Do this: Could you copy, word for word, only the lines from the one containing "One keypoint belongs on each instance. Indicate the brick paved" through the last line of the records below, both included?

Input material:
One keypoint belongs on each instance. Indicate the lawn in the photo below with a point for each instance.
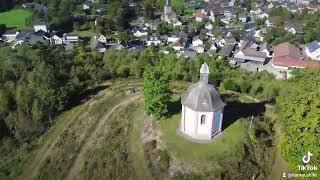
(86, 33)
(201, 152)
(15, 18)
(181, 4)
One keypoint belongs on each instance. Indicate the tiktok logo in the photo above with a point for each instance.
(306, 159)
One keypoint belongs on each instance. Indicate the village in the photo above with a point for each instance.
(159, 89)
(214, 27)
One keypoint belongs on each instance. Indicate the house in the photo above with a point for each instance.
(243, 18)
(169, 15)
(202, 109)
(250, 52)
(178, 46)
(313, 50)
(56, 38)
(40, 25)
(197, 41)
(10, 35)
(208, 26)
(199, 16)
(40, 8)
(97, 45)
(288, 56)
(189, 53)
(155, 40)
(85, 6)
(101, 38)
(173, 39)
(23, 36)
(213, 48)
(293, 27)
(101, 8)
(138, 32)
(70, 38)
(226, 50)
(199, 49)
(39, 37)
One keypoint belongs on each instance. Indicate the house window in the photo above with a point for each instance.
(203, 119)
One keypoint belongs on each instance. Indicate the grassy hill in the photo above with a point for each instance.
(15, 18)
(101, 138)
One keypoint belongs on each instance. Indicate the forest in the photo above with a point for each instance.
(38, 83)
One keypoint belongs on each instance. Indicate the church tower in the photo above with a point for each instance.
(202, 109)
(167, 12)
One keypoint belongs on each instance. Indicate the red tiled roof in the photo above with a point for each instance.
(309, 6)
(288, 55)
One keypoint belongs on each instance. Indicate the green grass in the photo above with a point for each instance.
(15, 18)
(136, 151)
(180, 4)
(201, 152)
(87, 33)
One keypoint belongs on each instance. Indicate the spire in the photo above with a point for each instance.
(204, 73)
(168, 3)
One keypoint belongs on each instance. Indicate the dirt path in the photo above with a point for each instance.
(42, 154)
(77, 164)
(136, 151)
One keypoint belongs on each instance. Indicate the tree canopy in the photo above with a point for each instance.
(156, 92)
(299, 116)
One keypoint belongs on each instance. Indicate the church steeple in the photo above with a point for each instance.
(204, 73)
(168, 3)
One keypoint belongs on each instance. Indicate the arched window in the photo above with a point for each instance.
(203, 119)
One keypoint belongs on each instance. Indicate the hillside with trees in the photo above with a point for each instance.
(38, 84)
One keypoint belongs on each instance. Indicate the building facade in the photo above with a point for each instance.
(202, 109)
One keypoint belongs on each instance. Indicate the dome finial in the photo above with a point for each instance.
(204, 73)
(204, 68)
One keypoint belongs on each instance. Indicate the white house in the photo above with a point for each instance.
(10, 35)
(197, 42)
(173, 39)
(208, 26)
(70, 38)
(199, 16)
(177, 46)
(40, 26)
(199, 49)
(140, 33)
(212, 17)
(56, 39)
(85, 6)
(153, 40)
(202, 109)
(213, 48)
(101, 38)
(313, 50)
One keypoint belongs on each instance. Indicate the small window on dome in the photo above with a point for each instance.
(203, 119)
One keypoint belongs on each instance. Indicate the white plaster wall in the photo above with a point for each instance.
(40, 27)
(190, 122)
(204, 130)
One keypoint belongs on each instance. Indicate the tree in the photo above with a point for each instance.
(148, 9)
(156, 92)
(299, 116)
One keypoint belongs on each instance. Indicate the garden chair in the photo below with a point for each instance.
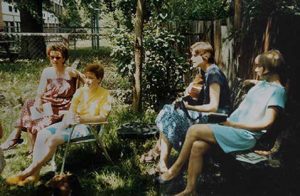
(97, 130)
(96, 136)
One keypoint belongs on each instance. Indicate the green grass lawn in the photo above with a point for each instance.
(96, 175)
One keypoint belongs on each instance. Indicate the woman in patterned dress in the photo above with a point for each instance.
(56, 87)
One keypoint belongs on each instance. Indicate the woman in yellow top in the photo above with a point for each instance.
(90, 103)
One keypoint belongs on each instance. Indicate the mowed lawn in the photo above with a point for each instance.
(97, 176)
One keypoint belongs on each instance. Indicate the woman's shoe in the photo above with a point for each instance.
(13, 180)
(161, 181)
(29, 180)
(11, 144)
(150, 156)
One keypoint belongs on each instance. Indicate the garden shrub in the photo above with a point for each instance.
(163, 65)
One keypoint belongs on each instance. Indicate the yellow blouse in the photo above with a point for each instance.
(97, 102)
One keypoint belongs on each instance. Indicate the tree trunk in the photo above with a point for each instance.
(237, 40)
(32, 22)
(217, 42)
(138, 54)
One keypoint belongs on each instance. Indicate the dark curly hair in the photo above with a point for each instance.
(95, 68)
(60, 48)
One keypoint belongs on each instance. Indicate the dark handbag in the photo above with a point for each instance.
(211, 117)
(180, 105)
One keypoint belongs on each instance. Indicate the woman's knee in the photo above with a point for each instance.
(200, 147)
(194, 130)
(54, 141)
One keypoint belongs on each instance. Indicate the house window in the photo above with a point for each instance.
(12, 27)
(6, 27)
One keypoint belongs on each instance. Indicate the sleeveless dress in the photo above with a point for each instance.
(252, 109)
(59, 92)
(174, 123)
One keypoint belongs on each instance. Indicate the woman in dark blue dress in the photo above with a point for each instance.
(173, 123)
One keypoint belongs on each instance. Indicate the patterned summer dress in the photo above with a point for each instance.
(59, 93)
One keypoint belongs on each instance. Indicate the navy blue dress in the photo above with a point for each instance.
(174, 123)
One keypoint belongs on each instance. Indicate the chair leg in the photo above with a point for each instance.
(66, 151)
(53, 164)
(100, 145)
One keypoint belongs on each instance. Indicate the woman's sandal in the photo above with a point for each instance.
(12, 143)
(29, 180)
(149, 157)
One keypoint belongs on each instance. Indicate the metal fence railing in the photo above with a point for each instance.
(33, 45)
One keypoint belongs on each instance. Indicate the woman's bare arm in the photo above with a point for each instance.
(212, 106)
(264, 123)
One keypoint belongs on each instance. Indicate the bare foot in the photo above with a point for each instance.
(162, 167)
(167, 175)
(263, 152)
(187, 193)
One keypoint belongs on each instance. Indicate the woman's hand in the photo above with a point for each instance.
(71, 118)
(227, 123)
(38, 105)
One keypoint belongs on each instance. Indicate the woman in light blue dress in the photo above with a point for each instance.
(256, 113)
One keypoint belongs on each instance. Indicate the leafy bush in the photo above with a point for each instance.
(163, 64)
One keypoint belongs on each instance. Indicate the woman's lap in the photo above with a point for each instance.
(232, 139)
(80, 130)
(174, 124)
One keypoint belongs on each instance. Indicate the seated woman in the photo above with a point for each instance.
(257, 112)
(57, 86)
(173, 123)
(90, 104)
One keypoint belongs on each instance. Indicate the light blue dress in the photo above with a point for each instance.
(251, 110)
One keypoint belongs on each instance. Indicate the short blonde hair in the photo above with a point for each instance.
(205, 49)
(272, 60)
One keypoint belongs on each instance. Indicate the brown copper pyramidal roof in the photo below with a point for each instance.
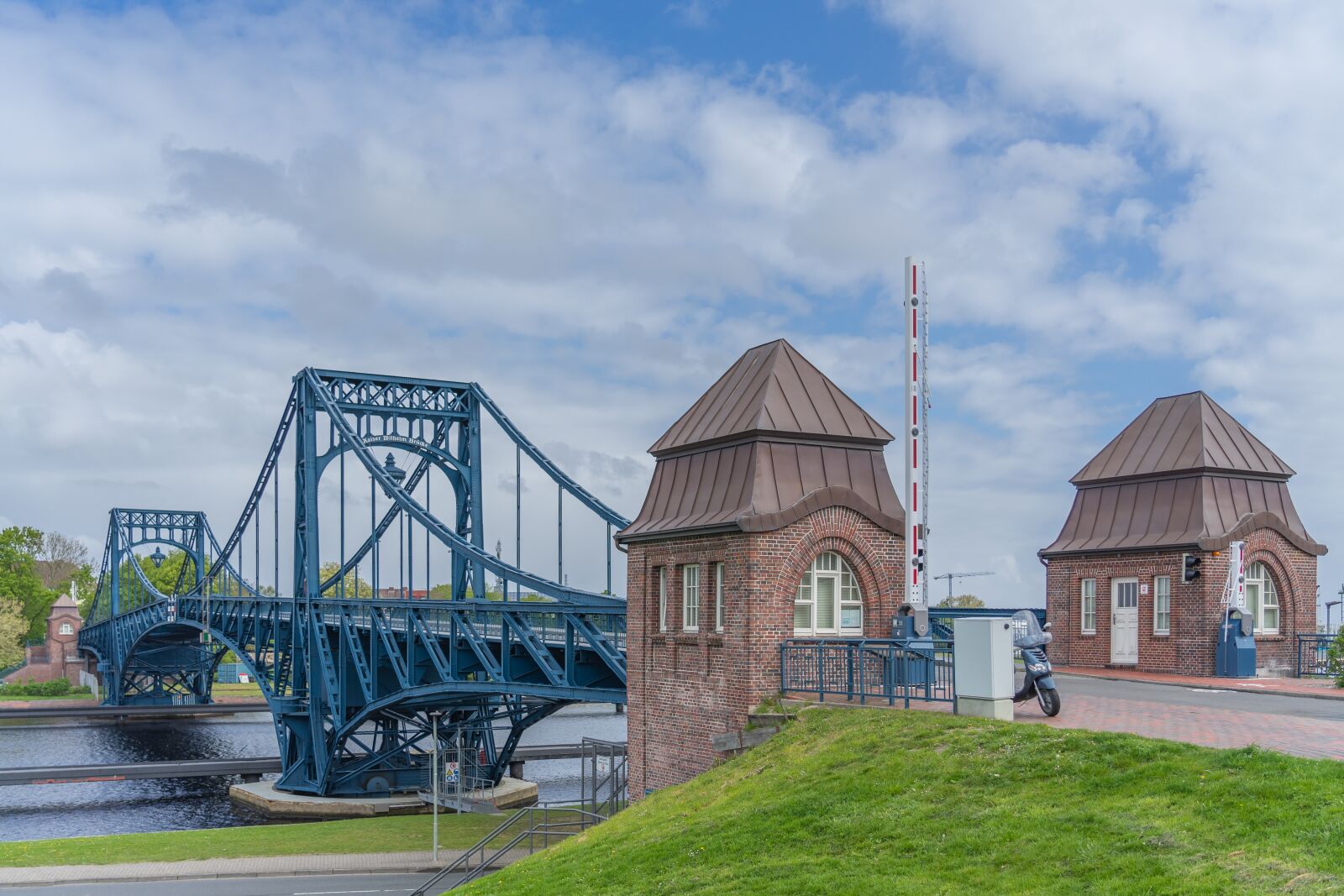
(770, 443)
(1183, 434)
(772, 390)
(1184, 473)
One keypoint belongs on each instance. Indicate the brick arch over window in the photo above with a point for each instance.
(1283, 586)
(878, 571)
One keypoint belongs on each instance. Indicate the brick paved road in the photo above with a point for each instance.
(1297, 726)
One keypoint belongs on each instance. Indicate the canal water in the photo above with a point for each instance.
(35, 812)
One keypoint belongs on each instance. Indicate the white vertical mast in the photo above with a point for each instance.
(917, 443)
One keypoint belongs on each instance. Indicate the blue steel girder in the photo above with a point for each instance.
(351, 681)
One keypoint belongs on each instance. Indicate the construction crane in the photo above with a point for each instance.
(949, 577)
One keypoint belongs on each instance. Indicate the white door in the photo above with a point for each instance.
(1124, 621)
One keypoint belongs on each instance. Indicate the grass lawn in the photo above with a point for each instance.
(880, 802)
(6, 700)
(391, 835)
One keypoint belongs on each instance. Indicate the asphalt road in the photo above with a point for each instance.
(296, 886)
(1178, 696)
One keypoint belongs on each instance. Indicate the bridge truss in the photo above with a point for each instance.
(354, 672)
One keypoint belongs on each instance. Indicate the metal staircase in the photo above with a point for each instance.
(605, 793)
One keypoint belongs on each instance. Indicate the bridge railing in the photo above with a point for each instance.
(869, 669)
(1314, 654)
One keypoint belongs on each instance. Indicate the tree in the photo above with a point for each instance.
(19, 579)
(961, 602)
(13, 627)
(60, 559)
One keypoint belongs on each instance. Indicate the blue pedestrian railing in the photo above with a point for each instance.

Exercise response:
One keypoint belongs on each instance. Indicate the brick paved road in the photo above with a point for each instance.
(1297, 726)
One keypoint belongs on each instance. Indicate the canal water in the photo above with a point for each instance.
(35, 812)
One keypoint belongs on each instance. Indicate the white vertical mast in the photo above with a point for each instance.
(917, 443)
One keypoint belongs on each instance. Indicate the blue steel girder in the photo above with a point for each instance.
(351, 681)
One keypoint belongs on each instance. Indicate the construction crane in the photo above with a point for each instance.
(949, 577)
One keypoint belongs on each instance. Indicate the white door in the photo above with a point for each instance.
(1124, 621)
One keypoint belongs on each instance. Indicate the grass lawn in the photo above with a point for each instance.
(880, 802)
(6, 700)
(391, 835)
One keypoint belongs on each instance. Indicate the asphalt road in the photo above with a point for each instance.
(296, 886)
(1178, 696)
One keypoint belongs on each instance. Indicate the bridge truss in the photo above with a point for each instance.
(354, 672)
One keypoint belongs on each instance. Indicate the metal staircase in the photo above with a point for each instance.
(605, 793)
One keypoint belongs on each instance. Indicate the bridge railing in the photo above with a point for each instance.
(869, 669)
(1314, 654)
One keypoint belongs on each instance. Indicate the tree in the photo above with a point for each instance.
(19, 579)
(961, 602)
(13, 627)
(60, 559)
One keypoint belongs on each instance. Indicate the blue pedestrian railing in the photo above with a point for each instance.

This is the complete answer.